| Page |
========

Thanks in advance for any help.
Jerry


----------



## Durett (Jul 6, 2004)

*Finally resolved problem.*

The transmission computer (mounted behind the spare tire in the wall of the car) had cold solder joints where the plastic connector attaches to the circuit board. I desoldered the old solder and resoldered the pins. Car immediately lost the 2000 rpm limit and is running just fine. 
Jerry


----------



## Zen31ZR (Mar 24, 2004)

Interesting problem, and solution. Glad it worked out for you. :cheers:


----------



## 0341TODD (Nov 15, 2003)

Wow, I hope that doesnt happen to me......


----------



## Zen31ZR (Mar 24, 2004)

0341TODD said:


> Wow, I hope that doesnt happen to me......


 Yeah us 5-spd guys will _never_ have that problem.......


----------



## JAMESZ (Mar 12, 2004)

0341TODD said:


> Wow, I hope that doesnt happen to me......


You wont have to worry if you get rid of your craptastic slushbox.


----------



## Zen31ZR (Mar 24, 2004)

Ouch, double pwnage. :cheers:


----------



## 0341TODD (Nov 15, 2003)

Hey atleast I can play with my radio, drink a Coke and talk on the Phone while Im smoking Mustangs (v-6 or otherwise I dont have to shift-- 

Yes Yes, when the slushbox goes to crap then I will switch it over to a 5 speed

Speaking of which-- does a t-5 and a t-56 use the same bellhousing?


----------



## Zen31ZR (Mar 24, 2004)

0341TODD said:


> Hey atleast I can play with my radio, drink a Coke and talk on the Phone while Im smoking Mustangs (v-6 or otherwise I dont have to shift--
> 
> Yes Yes, when the slushbox goes to crap then I will switch it over to a 5 speed
> 
> Speaking of which-- does a t-5 and a t-56 use the same bellhousing?

========

| Data segment |
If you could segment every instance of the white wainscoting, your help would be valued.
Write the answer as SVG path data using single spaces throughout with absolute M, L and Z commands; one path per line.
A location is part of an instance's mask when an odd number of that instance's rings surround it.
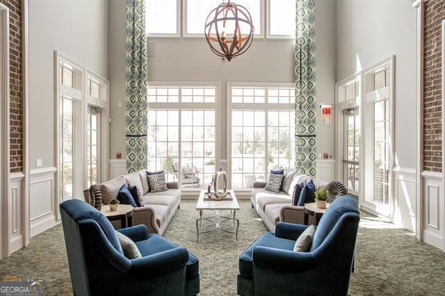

========

| Short exercise 1 |
Update the forum thread from "## Durett (Jul" to "running just fine.", replacing "transmission computer" with "transmission control module".
| Short exercise 2 |
Write the next part of the forum thread, picking up after its final line.
The material above is separate from the forum thread.

| Task response 1 |
## Durett (Jul 6, 2004)

*Finally resolved problem.*

The transmission control module (mounted behind the spare tire in the wall of the car) had cold solder joints where the plastic connector attaches to the circuit board. I desoldered the old solder and resoldered the pins. Car immediately lost the 2000 rpm limit and is running just fine.

| Task response 2 |
 Dunno about that. Bellhousing maybe but the trans itself the T56 is bigger. Can you say custom driveshaft?

And I've been driving manuals for many years, I can do all the stuff you described above while driving my car too.


----------



## asleepz (Feb 24, 2004)

I can adjust the radio and talk on the phone while driving... On the highway


----------



## JAMESZ (Mar 12, 2004)

SKD_Tech said:


> I can adjust the radio and talk on the phone while driving... On the highway


So can soccer moms and look at what kind of problems they cause on the highway. Now SKD you dont want to be like a soccer mom do you? I didn't think so.....

And Todd your excuses are what make all of our cars faster then yours.


----------



## asleepz (Feb 24, 2004)

JAMESZ said:


> So can soccer moms and look at what kind of problems they cause on the highway. Now SKD you dont want to be like a soccer mom do you? I didn't think so.....
> 
> And Todd your excuses are what make all of our cars faster then yours.



You mean it's bad to be a soccer mom? Looks like I need to get rid of my keychain then.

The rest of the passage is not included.